**Text extract**
[start]

“Drivin’ in a winter wonderland” *
I’m woken up at 5 am by a hotel neighbour noisily getting up. I guess they’re going to the Buffalo Roundup as well but getting there when the gates open at 6.15 am. Why, I have no idea. I can’t get back to sleep again so get up earlier than planned at 6.05 am. I skip a morning shave to save time and after a shower and quick breakfast in the hotel. Soon I’m driving out of the hotel car park into some light rain and sleet at 7.15 am.
Once out of town, Hwy 16A has taken on a magical Christmas look as overnight snow has settled on all the trees of the forest lining the route. The whiteness has completely covered everything on the hillsides, it looks beautiful. The road is mercifully clear of snow – and traffic – apart from a gritting lorry going the other way. The temperature is only 34º F though, just above freezing, so I need to be careful of road conditions.
Through Hill City and Custer, the winter magic continues. There is low cloud and the sky is a light grey blanket. The white tree-covered hills though stand out clearly, forming a wonderful backdrop to the journey, despite the early hour and the cold. I turn right onto Hwy 87 then left into Custer State Park and onto the Wildlife Loop Road. The road here has narrowed and there are tricky bends and inclines. I’m unsure if the road has been gritted (sanded in US parlance), but it is free from snow.
It is an amazing scene to drive through with everything covered in snow. I come out of the forest and into some open countryside. There’s a road block ahead though, and a Park Ranger’s jeep is blocking the road, with a detour sign to the left. There is no indication of what the problem is but the road I am sent up is a dirt track to who knows where. It just goes on and on.
There were no other cars on the road on my way into the Park. I didn’t catch anyone up, nor did anyone come up behind me. Now though, with the slower speeds needed on the dirt track, I’m in a long line of cars, in front and behind me. We’re making good if slow progress. To where, I do not know. At one point I catch sight of a buffalo silhouetted against the sky in the trees.
The Buffalo Roundup
The dirt track goes up, then down, around and around, and eventually over a ridge, a proper road comes into sight. The dirt track meets the paved road and a Park Ranger filters us onto the road and into the traffic approaching from another direction. I ask him where I am going and he says the North car park. I was heading for the South one, so the detour must be because the South is full, or maybe there was an accident.
Which is actually good news because the instructions were to leave either car park the way you came in. I wanted to be in the North because it made the drive this afternoon easier to get to. However Brenda’s route meant I was heading to the South, meaning a longer drive after the Buffalo Roundup. It’s also good because I got to see some of the South Wildlife Loop Road on the way in but will drive the North Loop Road on the way out, so seeing more of the Park. Later on, on the way out, it’s clear that the South Loop is a much nicer drive as well through forests: the North Loop is all open country.

[end]

**Supplied material**

[start]

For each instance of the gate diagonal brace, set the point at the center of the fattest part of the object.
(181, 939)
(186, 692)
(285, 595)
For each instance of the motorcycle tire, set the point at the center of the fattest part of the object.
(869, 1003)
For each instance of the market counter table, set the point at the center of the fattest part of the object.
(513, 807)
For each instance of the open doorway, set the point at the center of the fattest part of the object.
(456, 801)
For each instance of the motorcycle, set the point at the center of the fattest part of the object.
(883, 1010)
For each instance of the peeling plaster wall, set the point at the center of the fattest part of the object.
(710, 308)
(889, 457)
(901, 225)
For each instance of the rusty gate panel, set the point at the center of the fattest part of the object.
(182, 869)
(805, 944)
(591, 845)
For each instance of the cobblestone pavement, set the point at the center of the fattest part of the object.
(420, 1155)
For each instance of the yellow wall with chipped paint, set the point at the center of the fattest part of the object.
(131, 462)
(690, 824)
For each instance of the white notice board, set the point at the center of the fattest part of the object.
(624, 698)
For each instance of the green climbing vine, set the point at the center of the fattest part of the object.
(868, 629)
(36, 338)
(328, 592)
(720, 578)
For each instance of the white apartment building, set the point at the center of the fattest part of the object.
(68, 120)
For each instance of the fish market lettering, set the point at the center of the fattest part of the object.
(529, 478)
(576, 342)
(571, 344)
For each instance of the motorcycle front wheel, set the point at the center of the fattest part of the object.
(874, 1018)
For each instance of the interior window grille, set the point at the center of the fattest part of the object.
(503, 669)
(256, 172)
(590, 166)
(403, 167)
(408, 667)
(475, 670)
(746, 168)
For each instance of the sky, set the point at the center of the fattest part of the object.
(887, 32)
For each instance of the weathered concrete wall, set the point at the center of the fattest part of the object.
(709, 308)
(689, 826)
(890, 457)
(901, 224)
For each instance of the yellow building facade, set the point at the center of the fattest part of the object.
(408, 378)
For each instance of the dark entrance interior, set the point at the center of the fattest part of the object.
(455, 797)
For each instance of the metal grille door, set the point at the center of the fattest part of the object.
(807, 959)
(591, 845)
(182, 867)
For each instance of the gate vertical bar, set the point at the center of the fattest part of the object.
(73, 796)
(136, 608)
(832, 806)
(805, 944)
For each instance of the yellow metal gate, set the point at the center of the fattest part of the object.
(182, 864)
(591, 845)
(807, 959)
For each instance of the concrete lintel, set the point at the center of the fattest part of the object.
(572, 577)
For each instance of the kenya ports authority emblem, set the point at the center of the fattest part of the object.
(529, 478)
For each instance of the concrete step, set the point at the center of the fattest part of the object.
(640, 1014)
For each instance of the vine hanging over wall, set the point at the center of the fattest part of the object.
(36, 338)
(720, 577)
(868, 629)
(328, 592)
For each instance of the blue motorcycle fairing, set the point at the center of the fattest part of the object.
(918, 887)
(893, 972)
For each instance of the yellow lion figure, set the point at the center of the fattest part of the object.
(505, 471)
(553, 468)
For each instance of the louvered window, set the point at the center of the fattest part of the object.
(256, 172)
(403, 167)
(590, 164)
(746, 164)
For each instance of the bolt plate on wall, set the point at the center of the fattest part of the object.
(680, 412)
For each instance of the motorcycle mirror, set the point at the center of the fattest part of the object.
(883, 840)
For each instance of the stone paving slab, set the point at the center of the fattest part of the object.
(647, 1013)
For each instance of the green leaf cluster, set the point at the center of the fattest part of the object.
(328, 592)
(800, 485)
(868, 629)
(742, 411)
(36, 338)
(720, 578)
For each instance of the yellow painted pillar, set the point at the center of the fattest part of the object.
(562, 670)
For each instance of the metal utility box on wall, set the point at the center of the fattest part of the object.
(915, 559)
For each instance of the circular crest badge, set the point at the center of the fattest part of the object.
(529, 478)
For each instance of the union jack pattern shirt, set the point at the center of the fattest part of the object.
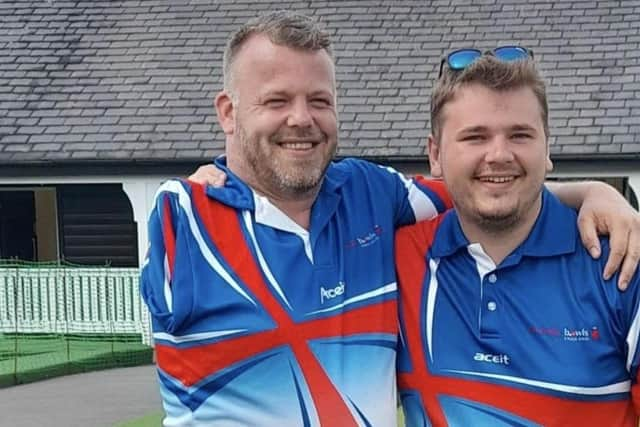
(259, 322)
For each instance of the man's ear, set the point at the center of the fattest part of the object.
(226, 112)
(548, 161)
(434, 157)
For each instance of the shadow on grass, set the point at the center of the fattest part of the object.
(26, 358)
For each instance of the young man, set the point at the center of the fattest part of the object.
(274, 298)
(505, 318)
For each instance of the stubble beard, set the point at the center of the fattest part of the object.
(291, 181)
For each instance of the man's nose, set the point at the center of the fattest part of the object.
(499, 150)
(300, 115)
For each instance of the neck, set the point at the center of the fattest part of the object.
(297, 207)
(498, 239)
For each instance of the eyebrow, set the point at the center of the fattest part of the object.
(480, 128)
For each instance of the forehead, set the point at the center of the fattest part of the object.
(478, 105)
(262, 63)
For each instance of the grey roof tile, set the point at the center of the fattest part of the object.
(145, 72)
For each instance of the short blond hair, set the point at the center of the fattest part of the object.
(494, 74)
(283, 28)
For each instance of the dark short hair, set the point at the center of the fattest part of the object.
(494, 74)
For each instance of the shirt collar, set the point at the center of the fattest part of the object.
(553, 233)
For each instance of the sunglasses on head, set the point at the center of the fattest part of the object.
(462, 58)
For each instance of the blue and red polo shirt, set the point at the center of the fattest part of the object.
(259, 322)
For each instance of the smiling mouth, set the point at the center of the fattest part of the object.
(299, 145)
(497, 179)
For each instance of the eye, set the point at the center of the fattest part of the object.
(473, 138)
(521, 136)
(320, 102)
(275, 102)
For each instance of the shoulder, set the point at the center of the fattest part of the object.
(419, 236)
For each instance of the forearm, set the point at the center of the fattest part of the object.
(574, 193)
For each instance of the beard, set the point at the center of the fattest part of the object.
(281, 175)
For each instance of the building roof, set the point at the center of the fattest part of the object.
(135, 79)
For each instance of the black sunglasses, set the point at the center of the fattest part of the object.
(462, 58)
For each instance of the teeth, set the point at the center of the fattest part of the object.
(297, 145)
(497, 179)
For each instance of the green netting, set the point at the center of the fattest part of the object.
(57, 320)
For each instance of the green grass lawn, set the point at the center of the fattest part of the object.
(155, 420)
(32, 357)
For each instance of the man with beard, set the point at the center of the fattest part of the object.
(274, 298)
(540, 337)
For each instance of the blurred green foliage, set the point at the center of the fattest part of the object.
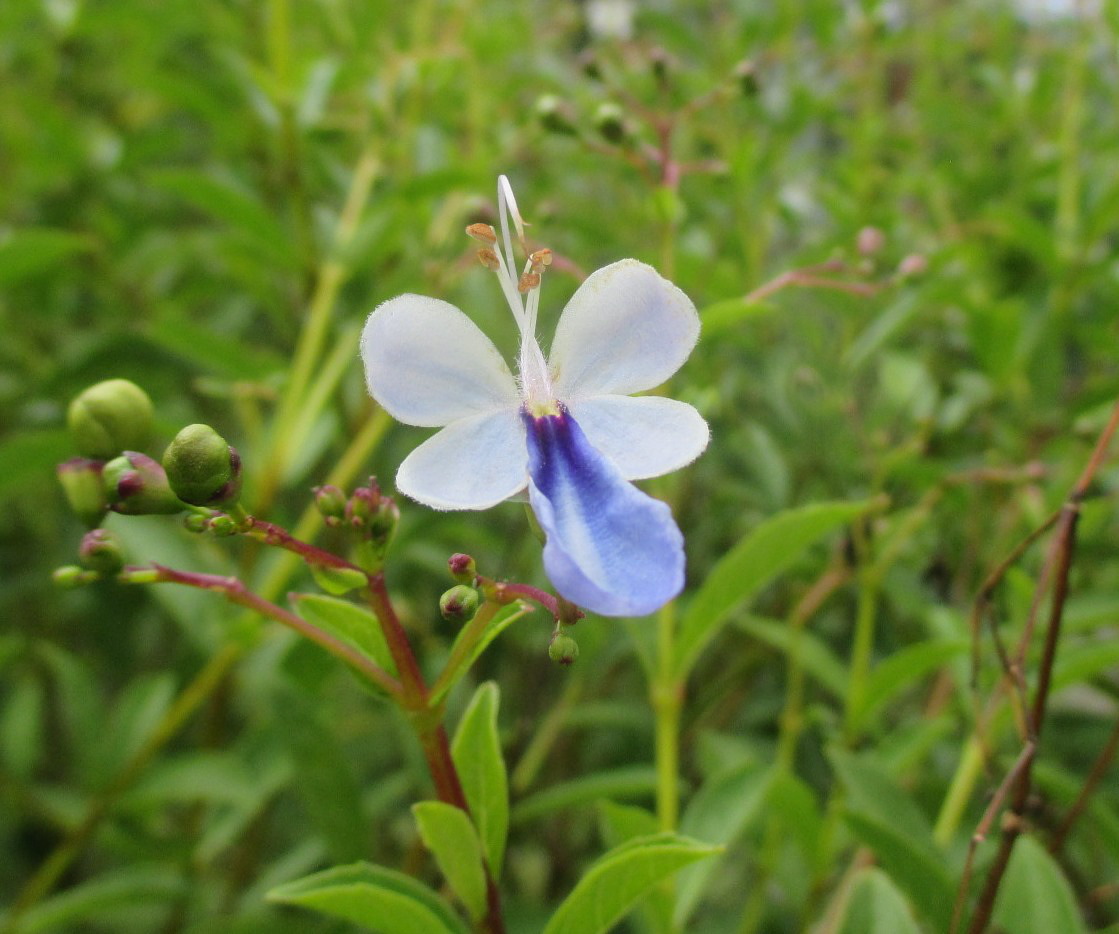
(190, 189)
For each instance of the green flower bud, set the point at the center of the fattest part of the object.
(81, 480)
(610, 121)
(137, 486)
(563, 649)
(72, 576)
(462, 568)
(110, 417)
(101, 552)
(555, 115)
(201, 468)
(459, 604)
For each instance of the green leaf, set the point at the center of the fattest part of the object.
(353, 624)
(33, 251)
(723, 808)
(505, 618)
(451, 838)
(477, 754)
(817, 659)
(901, 670)
(886, 820)
(377, 898)
(757, 559)
(629, 782)
(1035, 897)
(875, 906)
(617, 880)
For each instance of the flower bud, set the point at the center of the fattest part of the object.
(462, 568)
(330, 501)
(100, 552)
(81, 481)
(109, 417)
(72, 576)
(555, 115)
(137, 486)
(459, 604)
(563, 649)
(201, 468)
(610, 122)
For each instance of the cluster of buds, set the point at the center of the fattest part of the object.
(460, 603)
(367, 512)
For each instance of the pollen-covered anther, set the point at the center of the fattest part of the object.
(482, 233)
(488, 258)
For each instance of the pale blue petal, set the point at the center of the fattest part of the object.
(610, 548)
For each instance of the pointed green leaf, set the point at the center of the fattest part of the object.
(753, 563)
(451, 838)
(617, 880)
(1035, 897)
(875, 906)
(353, 624)
(477, 753)
(377, 898)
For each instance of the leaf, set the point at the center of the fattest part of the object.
(505, 618)
(93, 904)
(477, 754)
(723, 808)
(37, 249)
(617, 880)
(817, 659)
(377, 898)
(757, 559)
(629, 782)
(901, 670)
(875, 906)
(886, 820)
(1035, 897)
(451, 838)
(353, 624)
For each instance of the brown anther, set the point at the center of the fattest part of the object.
(482, 233)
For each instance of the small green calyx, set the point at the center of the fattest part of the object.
(135, 484)
(462, 568)
(101, 553)
(459, 604)
(81, 482)
(109, 417)
(201, 468)
(563, 649)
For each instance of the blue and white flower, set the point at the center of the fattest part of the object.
(566, 427)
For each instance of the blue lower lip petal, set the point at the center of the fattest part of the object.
(610, 548)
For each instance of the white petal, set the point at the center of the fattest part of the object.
(473, 463)
(429, 365)
(643, 435)
(624, 330)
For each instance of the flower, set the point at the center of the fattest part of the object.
(566, 427)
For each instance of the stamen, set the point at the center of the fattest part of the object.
(482, 233)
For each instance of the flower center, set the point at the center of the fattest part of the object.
(523, 295)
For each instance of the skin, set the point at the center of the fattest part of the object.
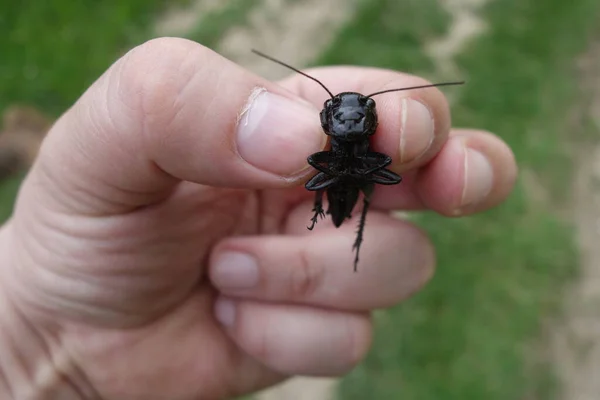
(122, 264)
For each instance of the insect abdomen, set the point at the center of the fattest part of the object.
(341, 202)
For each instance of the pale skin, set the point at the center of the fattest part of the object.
(128, 262)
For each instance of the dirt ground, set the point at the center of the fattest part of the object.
(576, 338)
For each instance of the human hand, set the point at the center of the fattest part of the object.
(158, 247)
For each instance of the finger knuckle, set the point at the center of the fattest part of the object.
(307, 277)
(153, 75)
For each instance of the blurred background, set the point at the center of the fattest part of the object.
(513, 311)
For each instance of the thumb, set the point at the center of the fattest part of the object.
(173, 110)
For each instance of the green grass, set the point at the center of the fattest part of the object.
(214, 25)
(471, 332)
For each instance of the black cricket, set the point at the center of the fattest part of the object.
(350, 166)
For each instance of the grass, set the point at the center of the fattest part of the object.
(470, 333)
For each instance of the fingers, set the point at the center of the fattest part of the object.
(473, 171)
(296, 340)
(413, 124)
(396, 259)
(173, 110)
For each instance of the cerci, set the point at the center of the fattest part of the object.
(349, 166)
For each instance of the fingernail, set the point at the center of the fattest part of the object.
(225, 311)
(478, 178)
(416, 130)
(234, 270)
(277, 134)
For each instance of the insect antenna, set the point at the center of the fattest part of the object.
(417, 87)
(293, 69)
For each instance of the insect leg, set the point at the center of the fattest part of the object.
(368, 191)
(320, 161)
(375, 161)
(320, 181)
(385, 177)
(318, 210)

[end]

**The tasks**
**A.** In the travel account, which car park does the Park Ranger say the writer is headed for?
**B.** Sum up the travel account in two sentences.

**Expected results**
**A.** The North car park.

**B.** On the way to the Buffalo Roundup, the writer drives through snow-covered forest into Custer State Park, where a Park Ranger's road block sends traffic on a long detour up a dirt track. The track leads to a paved road and the North car park rather than the planned South one, which the writer calls good news because it makes the afternoon drive easier and means seeing more of the Park.